▶ Task
Return the records in full, exactly as given.

Natural-language object grounding data
-- -- --

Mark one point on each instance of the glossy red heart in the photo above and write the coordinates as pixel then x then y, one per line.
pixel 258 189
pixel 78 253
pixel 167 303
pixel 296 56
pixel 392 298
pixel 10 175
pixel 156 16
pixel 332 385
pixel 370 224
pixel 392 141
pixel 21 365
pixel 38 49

-- -- --

▶ Output for this exercise
Mark one point on each instance of the glossy red heart in the photo above and write the coordinates as pixel then x then y, one per line.
pixel 258 189
pixel 78 253
pixel 167 303
pixel 296 56
pixel 392 298
pixel 10 175
pixel 156 16
pixel 332 385
pixel 370 224
pixel 392 141
pixel 21 365
pixel 38 49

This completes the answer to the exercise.